• [What is required]: Once you find the line containing "column 82, row 48" in the data below, copy it and each following line exactly, up to and including the line containing "column 78, row 86", and nothing else.

• [Source records]:
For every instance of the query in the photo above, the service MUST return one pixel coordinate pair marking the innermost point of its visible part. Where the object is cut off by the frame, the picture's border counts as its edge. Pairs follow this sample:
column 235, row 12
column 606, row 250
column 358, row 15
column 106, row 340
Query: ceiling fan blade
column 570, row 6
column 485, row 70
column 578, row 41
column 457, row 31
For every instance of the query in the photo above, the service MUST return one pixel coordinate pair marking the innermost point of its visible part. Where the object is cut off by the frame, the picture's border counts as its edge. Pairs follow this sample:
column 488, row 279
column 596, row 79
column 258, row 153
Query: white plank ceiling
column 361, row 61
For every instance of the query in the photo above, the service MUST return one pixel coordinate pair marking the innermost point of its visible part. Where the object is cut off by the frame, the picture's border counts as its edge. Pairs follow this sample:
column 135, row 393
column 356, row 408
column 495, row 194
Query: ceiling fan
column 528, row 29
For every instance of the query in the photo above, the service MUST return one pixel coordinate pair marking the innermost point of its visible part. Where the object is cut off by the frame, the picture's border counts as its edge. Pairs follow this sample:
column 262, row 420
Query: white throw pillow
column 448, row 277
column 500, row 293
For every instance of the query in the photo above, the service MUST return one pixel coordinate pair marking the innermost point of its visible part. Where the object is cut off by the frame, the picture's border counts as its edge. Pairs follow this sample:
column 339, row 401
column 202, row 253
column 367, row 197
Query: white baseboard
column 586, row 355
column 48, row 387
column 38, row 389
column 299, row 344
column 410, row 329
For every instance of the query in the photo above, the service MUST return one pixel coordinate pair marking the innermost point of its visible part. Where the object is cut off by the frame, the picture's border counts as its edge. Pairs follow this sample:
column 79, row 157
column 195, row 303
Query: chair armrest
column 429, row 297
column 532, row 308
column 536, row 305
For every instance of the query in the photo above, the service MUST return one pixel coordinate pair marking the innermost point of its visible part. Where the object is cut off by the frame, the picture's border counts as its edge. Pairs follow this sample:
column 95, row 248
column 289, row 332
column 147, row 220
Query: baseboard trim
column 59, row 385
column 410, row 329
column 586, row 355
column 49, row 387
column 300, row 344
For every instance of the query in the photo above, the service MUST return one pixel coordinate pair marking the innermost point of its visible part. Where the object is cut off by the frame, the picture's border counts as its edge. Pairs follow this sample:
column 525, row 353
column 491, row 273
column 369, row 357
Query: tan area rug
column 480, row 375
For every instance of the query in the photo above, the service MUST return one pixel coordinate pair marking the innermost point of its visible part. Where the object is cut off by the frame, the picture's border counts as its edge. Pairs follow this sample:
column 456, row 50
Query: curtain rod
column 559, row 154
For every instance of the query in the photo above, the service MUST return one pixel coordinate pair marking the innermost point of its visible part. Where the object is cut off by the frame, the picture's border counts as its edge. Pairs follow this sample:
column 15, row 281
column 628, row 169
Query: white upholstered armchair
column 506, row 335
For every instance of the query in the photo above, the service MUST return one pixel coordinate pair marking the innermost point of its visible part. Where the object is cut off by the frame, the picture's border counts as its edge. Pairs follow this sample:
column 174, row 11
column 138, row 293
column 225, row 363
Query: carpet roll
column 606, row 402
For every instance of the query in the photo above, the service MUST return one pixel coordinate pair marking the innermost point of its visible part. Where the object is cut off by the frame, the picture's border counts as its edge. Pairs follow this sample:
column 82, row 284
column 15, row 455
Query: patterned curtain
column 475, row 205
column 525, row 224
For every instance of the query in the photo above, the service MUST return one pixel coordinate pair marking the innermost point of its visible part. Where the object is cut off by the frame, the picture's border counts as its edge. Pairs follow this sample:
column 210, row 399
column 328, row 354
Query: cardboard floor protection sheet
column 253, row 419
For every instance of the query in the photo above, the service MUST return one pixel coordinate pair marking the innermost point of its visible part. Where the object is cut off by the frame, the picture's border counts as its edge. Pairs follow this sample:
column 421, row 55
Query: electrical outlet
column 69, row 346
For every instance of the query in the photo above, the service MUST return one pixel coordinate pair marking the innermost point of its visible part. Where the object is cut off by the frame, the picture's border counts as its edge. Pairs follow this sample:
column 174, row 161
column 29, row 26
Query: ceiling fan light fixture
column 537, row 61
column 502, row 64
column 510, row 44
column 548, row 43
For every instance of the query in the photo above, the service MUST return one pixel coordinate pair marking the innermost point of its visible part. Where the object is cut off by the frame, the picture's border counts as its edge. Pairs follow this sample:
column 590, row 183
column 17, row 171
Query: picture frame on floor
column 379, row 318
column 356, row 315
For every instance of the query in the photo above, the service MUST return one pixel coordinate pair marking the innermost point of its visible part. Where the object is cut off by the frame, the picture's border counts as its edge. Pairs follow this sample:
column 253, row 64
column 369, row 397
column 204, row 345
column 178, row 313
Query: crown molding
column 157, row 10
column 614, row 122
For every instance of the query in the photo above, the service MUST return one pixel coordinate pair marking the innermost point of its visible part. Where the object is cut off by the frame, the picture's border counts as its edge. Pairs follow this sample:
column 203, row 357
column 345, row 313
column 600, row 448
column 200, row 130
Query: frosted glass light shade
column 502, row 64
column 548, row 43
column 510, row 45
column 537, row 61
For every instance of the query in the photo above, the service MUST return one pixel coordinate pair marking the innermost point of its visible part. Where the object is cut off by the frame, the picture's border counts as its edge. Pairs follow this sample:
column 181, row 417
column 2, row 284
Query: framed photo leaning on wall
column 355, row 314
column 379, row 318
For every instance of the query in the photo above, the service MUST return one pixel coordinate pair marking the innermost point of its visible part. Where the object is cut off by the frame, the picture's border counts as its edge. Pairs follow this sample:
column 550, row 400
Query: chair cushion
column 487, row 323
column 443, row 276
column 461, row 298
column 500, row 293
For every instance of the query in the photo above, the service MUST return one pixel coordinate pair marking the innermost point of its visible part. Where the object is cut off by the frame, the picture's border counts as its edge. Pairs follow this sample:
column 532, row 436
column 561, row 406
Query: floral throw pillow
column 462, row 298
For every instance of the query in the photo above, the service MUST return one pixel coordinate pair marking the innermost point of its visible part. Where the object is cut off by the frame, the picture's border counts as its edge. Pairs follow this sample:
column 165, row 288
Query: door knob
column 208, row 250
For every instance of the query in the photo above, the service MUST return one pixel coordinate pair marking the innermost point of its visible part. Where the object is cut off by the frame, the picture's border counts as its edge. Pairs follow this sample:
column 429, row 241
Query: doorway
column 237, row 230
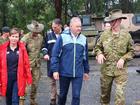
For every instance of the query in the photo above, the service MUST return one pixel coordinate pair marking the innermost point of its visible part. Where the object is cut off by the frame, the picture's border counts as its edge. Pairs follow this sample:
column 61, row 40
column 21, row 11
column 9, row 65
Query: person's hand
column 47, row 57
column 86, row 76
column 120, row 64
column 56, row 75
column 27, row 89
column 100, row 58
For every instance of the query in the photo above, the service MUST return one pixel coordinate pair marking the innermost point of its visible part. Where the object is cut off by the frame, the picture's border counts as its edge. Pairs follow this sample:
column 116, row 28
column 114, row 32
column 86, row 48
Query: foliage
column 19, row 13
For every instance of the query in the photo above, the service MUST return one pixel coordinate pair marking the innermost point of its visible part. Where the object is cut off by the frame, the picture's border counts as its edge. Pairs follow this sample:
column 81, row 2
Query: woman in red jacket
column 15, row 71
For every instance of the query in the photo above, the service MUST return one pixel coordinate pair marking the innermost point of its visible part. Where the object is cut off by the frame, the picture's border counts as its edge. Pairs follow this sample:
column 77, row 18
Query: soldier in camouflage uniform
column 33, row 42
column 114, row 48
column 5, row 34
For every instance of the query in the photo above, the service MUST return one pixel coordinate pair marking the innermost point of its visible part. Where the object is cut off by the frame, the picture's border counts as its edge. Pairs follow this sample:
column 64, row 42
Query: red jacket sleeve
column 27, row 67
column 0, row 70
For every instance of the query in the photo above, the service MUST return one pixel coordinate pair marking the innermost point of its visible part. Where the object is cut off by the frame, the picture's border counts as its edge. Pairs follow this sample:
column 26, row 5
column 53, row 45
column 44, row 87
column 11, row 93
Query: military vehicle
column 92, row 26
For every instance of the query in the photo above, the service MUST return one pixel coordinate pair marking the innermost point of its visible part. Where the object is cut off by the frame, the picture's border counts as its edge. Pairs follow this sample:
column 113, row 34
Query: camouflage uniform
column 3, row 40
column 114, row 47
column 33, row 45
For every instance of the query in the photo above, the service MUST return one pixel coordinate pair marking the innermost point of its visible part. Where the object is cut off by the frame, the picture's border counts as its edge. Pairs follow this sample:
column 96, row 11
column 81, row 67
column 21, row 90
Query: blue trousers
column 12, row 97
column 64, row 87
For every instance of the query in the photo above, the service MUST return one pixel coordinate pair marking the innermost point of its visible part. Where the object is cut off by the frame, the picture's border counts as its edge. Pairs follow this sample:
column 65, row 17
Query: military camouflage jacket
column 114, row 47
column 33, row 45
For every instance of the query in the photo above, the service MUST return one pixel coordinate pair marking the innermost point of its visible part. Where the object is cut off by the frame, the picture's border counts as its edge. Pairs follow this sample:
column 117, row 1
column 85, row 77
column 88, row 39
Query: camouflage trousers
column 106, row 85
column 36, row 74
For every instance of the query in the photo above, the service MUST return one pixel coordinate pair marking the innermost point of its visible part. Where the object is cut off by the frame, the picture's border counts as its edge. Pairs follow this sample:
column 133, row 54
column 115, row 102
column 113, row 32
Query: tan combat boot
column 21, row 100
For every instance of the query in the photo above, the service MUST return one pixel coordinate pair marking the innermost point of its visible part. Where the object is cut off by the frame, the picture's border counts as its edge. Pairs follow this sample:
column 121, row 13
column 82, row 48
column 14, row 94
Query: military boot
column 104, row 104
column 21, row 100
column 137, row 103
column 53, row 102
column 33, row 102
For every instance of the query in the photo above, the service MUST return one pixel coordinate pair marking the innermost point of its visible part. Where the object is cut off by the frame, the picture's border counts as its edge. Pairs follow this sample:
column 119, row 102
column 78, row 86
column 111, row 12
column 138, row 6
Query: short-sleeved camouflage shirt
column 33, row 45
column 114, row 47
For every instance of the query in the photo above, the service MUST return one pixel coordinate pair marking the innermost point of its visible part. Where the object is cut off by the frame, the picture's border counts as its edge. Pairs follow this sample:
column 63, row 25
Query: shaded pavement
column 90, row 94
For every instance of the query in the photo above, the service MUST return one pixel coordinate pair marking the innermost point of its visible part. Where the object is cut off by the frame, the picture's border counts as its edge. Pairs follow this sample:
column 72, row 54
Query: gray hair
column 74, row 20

...

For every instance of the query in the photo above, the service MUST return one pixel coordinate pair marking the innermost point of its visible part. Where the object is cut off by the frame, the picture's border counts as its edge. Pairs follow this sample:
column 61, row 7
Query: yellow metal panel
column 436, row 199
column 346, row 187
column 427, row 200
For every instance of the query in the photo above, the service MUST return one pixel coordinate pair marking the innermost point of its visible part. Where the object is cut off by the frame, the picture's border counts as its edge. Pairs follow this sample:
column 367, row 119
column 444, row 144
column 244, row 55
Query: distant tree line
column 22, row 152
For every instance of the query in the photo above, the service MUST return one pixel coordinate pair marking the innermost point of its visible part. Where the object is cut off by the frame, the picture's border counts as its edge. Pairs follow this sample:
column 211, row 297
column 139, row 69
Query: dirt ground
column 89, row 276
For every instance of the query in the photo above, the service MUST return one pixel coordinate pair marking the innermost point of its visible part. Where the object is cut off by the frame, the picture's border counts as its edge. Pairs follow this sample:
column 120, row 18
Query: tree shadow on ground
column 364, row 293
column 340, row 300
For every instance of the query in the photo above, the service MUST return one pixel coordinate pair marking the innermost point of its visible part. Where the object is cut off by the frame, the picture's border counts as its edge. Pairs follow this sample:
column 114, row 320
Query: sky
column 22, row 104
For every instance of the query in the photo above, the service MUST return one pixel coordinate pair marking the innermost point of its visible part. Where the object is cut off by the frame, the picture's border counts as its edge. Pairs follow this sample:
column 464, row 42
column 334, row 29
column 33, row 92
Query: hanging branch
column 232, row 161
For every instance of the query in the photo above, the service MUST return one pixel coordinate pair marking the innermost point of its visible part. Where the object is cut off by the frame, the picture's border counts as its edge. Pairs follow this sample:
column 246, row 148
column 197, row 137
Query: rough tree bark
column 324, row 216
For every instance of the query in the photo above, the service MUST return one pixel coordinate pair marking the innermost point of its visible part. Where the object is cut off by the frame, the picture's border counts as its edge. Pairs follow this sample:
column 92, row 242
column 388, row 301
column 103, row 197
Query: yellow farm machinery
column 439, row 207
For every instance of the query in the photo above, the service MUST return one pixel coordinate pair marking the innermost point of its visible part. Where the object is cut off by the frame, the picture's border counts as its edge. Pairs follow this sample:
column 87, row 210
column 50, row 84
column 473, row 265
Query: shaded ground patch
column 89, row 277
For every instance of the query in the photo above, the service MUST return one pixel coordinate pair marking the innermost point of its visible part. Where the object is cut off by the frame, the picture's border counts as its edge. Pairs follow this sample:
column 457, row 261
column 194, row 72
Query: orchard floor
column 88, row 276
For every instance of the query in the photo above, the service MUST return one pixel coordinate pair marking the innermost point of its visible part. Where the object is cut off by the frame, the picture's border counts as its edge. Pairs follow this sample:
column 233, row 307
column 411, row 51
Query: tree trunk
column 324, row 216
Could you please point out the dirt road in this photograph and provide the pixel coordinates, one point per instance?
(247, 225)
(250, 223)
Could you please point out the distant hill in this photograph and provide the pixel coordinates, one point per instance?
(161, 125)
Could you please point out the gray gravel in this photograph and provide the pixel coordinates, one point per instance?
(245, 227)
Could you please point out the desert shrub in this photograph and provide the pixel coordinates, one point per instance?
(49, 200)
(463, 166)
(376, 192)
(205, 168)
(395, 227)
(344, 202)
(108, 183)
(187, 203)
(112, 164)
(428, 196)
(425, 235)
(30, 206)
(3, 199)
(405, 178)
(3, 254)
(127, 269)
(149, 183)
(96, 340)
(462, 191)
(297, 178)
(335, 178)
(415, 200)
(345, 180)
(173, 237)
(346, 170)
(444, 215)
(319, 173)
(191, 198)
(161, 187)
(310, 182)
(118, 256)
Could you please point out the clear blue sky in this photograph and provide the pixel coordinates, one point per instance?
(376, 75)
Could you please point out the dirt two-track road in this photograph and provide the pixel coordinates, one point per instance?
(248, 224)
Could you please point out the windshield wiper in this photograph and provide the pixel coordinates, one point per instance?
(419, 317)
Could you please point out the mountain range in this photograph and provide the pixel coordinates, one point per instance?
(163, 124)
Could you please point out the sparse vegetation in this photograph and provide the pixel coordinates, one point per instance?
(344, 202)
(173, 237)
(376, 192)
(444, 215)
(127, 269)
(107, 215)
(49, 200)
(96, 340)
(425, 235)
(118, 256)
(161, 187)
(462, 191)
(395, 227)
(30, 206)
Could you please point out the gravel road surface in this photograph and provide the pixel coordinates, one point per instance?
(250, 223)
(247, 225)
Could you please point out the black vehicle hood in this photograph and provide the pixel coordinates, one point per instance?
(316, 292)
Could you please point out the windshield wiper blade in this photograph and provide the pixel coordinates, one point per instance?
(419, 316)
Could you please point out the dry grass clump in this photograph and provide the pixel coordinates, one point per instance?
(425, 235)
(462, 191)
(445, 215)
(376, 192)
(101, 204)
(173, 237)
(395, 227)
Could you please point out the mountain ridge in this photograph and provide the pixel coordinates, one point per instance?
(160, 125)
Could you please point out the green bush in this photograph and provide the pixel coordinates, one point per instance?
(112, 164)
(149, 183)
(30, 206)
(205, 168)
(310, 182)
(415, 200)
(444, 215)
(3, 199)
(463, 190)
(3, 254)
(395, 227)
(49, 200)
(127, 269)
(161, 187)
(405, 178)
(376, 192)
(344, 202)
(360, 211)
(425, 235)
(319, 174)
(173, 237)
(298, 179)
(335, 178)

...

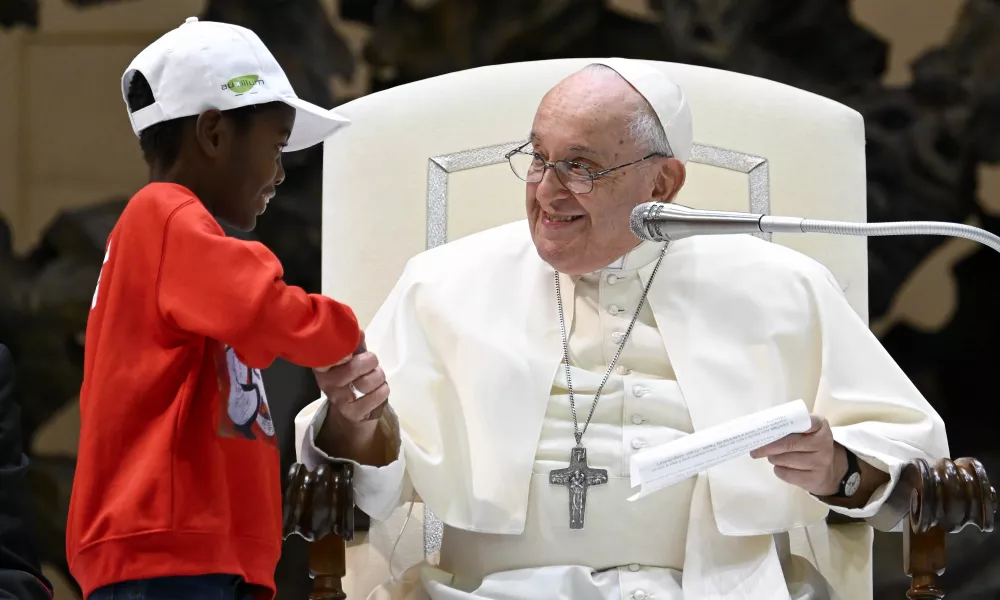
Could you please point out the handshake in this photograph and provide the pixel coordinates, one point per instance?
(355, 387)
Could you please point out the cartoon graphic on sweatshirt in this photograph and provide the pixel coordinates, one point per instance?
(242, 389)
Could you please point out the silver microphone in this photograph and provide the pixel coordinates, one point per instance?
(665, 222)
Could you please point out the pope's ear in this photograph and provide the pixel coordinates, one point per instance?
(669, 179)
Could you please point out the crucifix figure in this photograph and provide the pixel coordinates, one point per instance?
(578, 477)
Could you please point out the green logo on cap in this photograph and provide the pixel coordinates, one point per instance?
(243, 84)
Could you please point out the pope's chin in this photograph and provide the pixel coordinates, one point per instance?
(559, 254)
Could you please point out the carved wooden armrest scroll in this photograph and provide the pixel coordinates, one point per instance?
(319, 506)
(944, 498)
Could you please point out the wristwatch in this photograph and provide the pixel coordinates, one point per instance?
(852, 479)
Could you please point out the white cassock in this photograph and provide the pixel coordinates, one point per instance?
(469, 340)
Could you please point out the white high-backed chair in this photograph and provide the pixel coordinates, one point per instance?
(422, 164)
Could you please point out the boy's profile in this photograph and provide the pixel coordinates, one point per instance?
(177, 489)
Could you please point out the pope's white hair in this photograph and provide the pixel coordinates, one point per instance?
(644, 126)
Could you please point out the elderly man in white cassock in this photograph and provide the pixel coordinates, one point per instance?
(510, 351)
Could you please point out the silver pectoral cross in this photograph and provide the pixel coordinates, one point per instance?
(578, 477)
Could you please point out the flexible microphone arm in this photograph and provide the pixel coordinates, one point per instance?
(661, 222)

• [Output for this task]:
column 82, row 48
column 14, row 94
Query: military boot
column 104, row 104
column 21, row 100
column 137, row 103
column 53, row 102
column 33, row 102
For every instance of the query in the photo above, the service MUST return one pixel coordinate pair marking the innermost point of its visible part. Where the object is cut off by the frame, the picture's border counts as its edge. Pairs follow this sample:
column 119, row 102
column 78, row 86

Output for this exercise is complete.